#### [REQUIREMENTS]
Write out the data below in full, unchanged, minus the images.

Photo object pointing records
+ + + +

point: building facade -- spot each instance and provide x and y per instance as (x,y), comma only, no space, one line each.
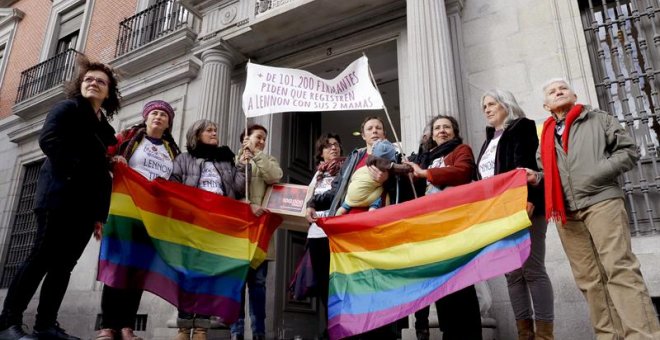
(428,57)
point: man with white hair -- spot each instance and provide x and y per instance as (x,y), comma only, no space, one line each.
(582,153)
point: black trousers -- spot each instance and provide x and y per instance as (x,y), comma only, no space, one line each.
(61,238)
(458,315)
(119,307)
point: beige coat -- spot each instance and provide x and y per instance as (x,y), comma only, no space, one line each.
(265,170)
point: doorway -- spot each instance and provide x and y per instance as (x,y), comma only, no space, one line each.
(303,128)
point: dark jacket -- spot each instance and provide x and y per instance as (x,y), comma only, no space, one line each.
(188,169)
(397,187)
(76,173)
(517,149)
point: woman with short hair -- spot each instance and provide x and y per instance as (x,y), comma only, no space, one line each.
(149,149)
(209,167)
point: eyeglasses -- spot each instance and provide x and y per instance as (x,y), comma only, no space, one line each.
(99,81)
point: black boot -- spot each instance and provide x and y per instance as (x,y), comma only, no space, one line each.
(13,332)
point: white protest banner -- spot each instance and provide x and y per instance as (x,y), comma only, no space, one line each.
(275,89)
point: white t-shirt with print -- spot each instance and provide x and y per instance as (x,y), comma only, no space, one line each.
(326,184)
(210,179)
(487,162)
(151,160)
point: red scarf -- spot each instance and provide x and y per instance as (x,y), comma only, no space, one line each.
(554,195)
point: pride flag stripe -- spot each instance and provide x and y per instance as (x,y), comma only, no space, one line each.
(347,324)
(175,255)
(168,290)
(182,233)
(210,203)
(424,252)
(455,196)
(191,247)
(396,260)
(393,287)
(189,280)
(423,227)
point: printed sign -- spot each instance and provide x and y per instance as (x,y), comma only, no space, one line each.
(289,199)
(274,89)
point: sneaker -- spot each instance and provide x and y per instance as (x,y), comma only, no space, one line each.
(13,332)
(53,332)
(128,334)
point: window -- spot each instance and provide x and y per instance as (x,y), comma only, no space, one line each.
(24,227)
(69,30)
(625,58)
(9,18)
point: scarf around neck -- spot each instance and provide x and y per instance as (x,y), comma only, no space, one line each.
(554,194)
(426,158)
(212,152)
(332,167)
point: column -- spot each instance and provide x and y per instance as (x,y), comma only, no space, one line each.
(429,86)
(214,98)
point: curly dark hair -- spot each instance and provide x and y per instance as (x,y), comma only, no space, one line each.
(322,141)
(110,104)
(251,129)
(430,143)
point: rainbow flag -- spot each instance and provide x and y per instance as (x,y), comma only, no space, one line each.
(389,263)
(191,247)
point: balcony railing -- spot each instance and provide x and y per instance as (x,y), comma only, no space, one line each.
(160,19)
(46,75)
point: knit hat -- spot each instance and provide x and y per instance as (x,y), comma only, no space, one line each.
(385,149)
(159,105)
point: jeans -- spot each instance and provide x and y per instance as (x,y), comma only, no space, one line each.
(458,315)
(62,236)
(319,252)
(532,280)
(256,285)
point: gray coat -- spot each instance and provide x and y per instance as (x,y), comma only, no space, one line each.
(187,170)
(599,151)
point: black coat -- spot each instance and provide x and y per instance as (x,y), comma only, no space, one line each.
(76,173)
(517,149)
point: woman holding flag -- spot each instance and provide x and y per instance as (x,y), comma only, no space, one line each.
(149,149)
(265,171)
(372,130)
(209,167)
(328,154)
(446,163)
(72,198)
(511,142)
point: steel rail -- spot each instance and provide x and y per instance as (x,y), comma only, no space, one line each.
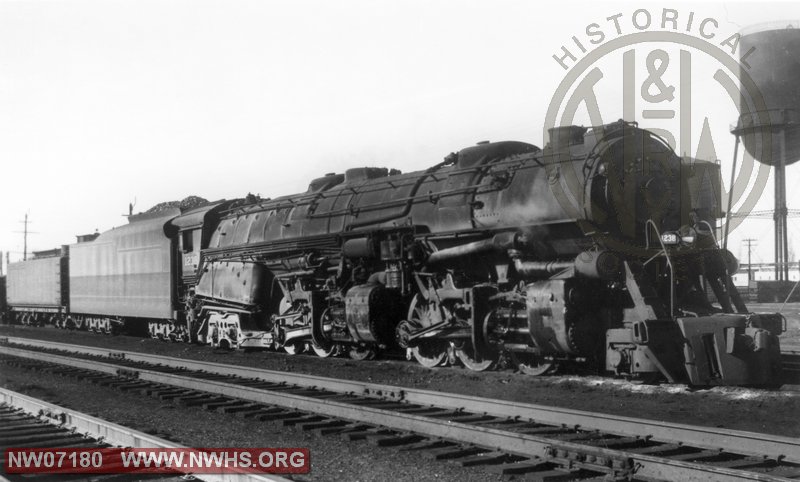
(712,438)
(646,466)
(111,433)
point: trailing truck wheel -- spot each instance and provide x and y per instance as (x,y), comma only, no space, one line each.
(362,353)
(430,352)
(324,352)
(295,348)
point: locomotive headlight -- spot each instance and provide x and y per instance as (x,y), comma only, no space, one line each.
(670,238)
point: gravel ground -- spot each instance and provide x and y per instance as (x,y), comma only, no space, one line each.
(332,458)
(764,411)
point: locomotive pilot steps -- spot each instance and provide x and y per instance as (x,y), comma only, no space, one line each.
(599,249)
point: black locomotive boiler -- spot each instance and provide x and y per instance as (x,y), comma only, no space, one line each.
(598,249)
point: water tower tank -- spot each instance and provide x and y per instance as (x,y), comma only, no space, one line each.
(775,70)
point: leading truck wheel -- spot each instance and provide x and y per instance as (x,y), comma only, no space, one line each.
(468,358)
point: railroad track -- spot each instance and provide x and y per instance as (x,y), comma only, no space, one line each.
(31,423)
(502,436)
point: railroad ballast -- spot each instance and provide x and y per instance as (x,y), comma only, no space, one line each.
(599,249)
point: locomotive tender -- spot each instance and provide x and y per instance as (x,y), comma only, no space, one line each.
(599,249)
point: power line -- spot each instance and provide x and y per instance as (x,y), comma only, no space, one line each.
(766,214)
(750,243)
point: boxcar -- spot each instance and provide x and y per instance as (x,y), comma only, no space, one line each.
(38,288)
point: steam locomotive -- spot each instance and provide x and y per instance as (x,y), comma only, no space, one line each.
(598,249)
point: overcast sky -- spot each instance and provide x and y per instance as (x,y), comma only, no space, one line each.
(107,102)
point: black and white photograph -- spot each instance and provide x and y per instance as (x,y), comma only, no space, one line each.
(456,241)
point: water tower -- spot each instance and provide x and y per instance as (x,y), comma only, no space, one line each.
(769,124)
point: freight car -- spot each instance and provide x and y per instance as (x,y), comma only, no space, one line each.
(37,289)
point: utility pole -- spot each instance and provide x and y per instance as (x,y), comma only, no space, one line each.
(25,242)
(25,233)
(751,242)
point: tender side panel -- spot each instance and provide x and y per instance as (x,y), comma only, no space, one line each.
(125,272)
(35,282)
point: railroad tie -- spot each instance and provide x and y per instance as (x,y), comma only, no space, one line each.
(394,440)
(427,444)
(343,429)
(518,468)
(455,452)
(363,434)
(290,422)
(323,424)
(487,458)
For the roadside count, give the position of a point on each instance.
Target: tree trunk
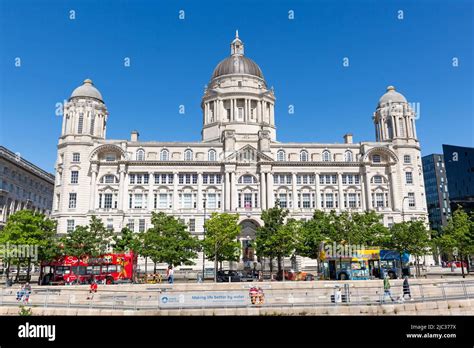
(28, 265)
(18, 265)
(462, 266)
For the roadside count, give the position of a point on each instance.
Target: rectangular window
(352, 200)
(110, 224)
(141, 225)
(306, 200)
(411, 200)
(131, 225)
(108, 200)
(247, 200)
(74, 177)
(187, 200)
(282, 198)
(163, 201)
(379, 200)
(72, 200)
(211, 201)
(329, 200)
(70, 225)
(138, 202)
(192, 225)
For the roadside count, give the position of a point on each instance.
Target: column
(394, 192)
(368, 196)
(121, 188)
(270, 196)
(151, 205)
(263, 201)
(92, 192)
(233, 190)
(199, 195)
(294, 193)
(175, 192)
(227, 191)
(318, 191)
(341, 191)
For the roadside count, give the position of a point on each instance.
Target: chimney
(348, 138)
(134, 136)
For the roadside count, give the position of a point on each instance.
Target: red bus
(108, 268)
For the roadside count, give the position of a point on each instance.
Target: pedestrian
(338, 295)
(170, 274)
(406, 288)
(386, 288)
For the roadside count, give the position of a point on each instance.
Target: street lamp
(204, 237)
(403, 207)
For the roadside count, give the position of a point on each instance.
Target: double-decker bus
(108, 268)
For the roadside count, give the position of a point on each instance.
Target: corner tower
(237, 102)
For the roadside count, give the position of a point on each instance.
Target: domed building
(238, 166)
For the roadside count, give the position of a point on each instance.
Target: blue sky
(172, 60)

+ + + +

#### [RESULT FOR THIS TASK]
point: building facade -- spot each instance and provide x and y per instance as (x,y), comma only, no space, one line each.
(428,57)
point: man with white hair -- spot each instance and provide x and y per instance as (x,y), comma only, no space, one line each.
(582,153)
point: black trousers -- spot each instance and provide x and y per instance as (x,y), comma only, no space, one line each.
(61,238)
(458,315)
(119,307)
point: beige coat -- spot each instance and provide x and y per instance as (x,y), comma only, no space, one line each.
(265,170)
point: doorway -- spot each instance and provide x and y per instance as (x,y), comma only, no space, one line each.
(303,128)
point: dark jacket -- spot each instance and provide x and y per instance as (x,y), comma only, no space, one line each.
(188,169)
(397,187)
(76,173)
(517,149)
point: woman with short hair -- spot each instance and provide x and y per instance as (x,y), comma only, no space, one line each.
(149,149)
(209,167)
point: eyeglasses -- spot each instance and provide x and y per instance as (x,y), comma only, no space, one line each.
(99,81)
point: black boot -- spot each instance and provide x and y per instance as (x,y), comma only, no space, one line each.
(13,332)
point: white protest banner -- spot each instance and provide x and y per instance as (x,y), comma only, no space, one line each.
(275,89)
point: white t-shirt with print -- spot each instance and provide x and y per instance as (x,y), comma only, no space, one line each.
(326,184)
(210,179)
(487,162)
(151,160)
point: red scarf -- spot each instance and provide x and y per instance as (x,y), comma only, no space, one line each.
(554,195)
point: pride flag stripe -- spot each instance and provide x and y per instance as (x,y), comma only, no space, one line each.
(347,324)
(175,255)
(168,290)
(182,233)
(210,203)
(424,252)
(455,196)
(191,247)
(396,260)
(393,287)
(189,280)
(423,227)
point: printed sign -- spot each instance and provide x and y per instance as (x,y), comma only, no space, one line each.
(289,199)
(274,89)
point: sneaker -- spot each instance and provide x and y per instance as (x,y), comma only, no space, one line each.
(13,332)
(53,332)
(128,334)
point: window -- spot each instance and provide x and y per instance as (x,y), comma only, no space, one line each.
(24,227)
(69,30)
(625,58)
(9,18)
point: scarf around neck -- spot each instance and provide x and y per instance as (x,y), comma only, no space, one line each.
(554,194)
(426,158)
(212,152)
(332,167)
point: column -- spot each instance and provide x and y per instance as (x,y), comma only, no space, one line each.
(429,86)
(214,98)
point: curly dark hair -- spot each instance and provide x and y per instance as (x,y), comma only, no space, one line each.
(322,141)
(110,104)
(251,129)
(430,143)
point: rainbow flag -- spot each instance and provide x and y per instance as (x,y), comma only, no space, one line each.
(389,263)
(191,247)
point: balcony railing -- spot each instance and provide x and y per instance as (x,y), comma only, no space, one line each.
(160,19)
(46,75)
point: knit hat -- spot each instance and provide x and y per instance as (x,y), comma only, no space, one line each.
(385,149)
(159,105)
point: jeans -- spot each instance and provide x and y per instance as (x,y), comma only, no space, one line each.
(458,315)
(62,236)
(319,252)
(532,280)
(256,285)
point: gray coat -- spot each instance and provide x and y per instance as (x,y), comma only, no space, one line each.
(187,170)
(599,151)
point: black coat -- spot each instance and provide x and y per instance as (x,y), comma only, no space, one line each.
(76,173)
(517,149)
point: woman holding flag -- spot each instance and provide x and y per instance as (x,y), comma only, no space, one line each.
(149,149)
(265,171)
(372,130)
(209,167)
(328,154)
(446,163)
(72,198)
(511,142)
point: steel rail -- spot each instance and provide x and y per instance as (x,y), comma only, no space, one line each.
(712,438)
(646,466)
(111,433)
point: trailing truck wheel -- spot each instance and provide x and y per instance as (x,y), comma only, no space, one line each.
(362,353)
(430,352)
(324,352)
(295,348)
point: locomotive headlight -- spot each instance and provide x and y per instance as (x,y), comma only, no space, one line each.
(670,238)
point: gravel ground -- spot each instance and provide x and y per instance as (x,y), comma only, no space, one line each.
(332,458)
(764,411)
point: locomotive pilot steps -- spot each instance and provide x and y per instance as (x,y), comma only, no space, one line each.
(599,249)
point: black locomotive boiler -- spot each instance and provide x and y per instance as (x,y), comma only, no space, one line each.
(598,249)
point: water tower tank -- spot each instance and provide x and y per instance as (x,y), comma only, no space, one line each.
(775,70)
point: leading truck wheel -- spot each instance and provide x and y per instance as (x,y), comma only, no space, one line each.
(468,358)
point: railroad track -- spot each instance and provide x and y per instance as (x,y), comma only, no space, one line each.
(31,423)
(502,436)
point: railroad ballast -- spot each instance and provide x and y per instance as (x,y), comma only, no space, one line each.
(599,249)
point: locomotive tender -- spot each instance and provide x and y per instance as (x,y), comma only, no space, one line each.
(599,249)
point: power line -- spot each instance and provide x and y per instance as (x,y), comma only, no space, one line each.
(766,214)
(750,243)
point: boxcar -- spot each instance and provide x and y per instance as (x,y), comma only, no space, one line each.
(38,288)
point: steam locomotive -- spot each instance and provide x and y per instance as (x,y), comma only, no space, one line each.
(598,249)
point: overcast sky -- spot each instance and provide x and y per instance as (x,y), comma only, no space, one line each.
(107,102)
point: black and white photograph -- spot each instance and provide x and y per instance as (x,y), comma only, no space, one line each.
(456,241)
point: water tower -- spot each instance and provide x and y per instance as (x,y), comma only, no space, one line each.
(769,124)
point: freight car -- spot each instance and provide x and y per instance as (x,y), comma only, no space, one line each.
(37,289)
point: utility pole -- spot each instance and provide x and y per instance as (x,y), comma only, no space, one line each.
(25,242)
(25,233)
(751,242)
point: tender side panel -- spot each instance and provide x and y per instance as (x,y), comma only, no space, one line each.
(125,272)
(35,282)
point: railroad tie -- spot each instance and provide x and y per instance as (x,y), comma only, no space, one line each.
(394,440)
(427,444)
(343,429)
(518,468)
(455,452)
(363,434)
(290,422)
(323,424)
(487,458)
For the roadside count, give the position of a point on each instance.
Target: tree trunk
(28, 265)
(18, 265)
(462, 266)
For the roadside count, give the position of a point on each instance.
Target: rectangular window
(352, 200)
(110, 224)
(141, 225)
(306, 200)
(411, 200)
(131, 225)
(108, 200)
(247, 200)
(74, 177)
(187, 200)
(282, 198)
(163, 201)
(379, 200)
(72, 200)
(211, 201)
(329, 200)
(70, 225)
(138, 202)
(192, 225)
For the roadside count, give the position of a point on each instance.
Target: column
(394, 192)
(368, 196)
(121, 188)
(270, 196)
(151, 205)
(263, 201)
(92, 192)
(233, 190)
(199, 195)
(294, 193)
(175, 192)
(227, 191)
(318, 191)
(341, 191)
For the roadside count, give the position of a point on each instance.
Target: chimney
(348, 138)
(134, 136)
For the roadside count, give the position of a point on each instance.
Target: red bus
(108, 268)
For the roadside count, give the position of a point on each instance.
Target: pedestrian
(338, 295)
(170, 274)
(406, 288)
(386, 288)
For the roadside count, give the position of a point on each instance.
Target: street lamp
(204, 237)
(403, 207)
For the roadside count, give the position of a point on each instance.
Target: double-decker bus
(108, 268)
For the roadside count, give the position of a point on each instance.
Target: corner tower
(237, 102)
For the roadside count, give the position of a point on each instance.
Target: domed building
(238, 166)
For the roadside count, give the position of a point on each instance.
Target: blue sky
(172, 60)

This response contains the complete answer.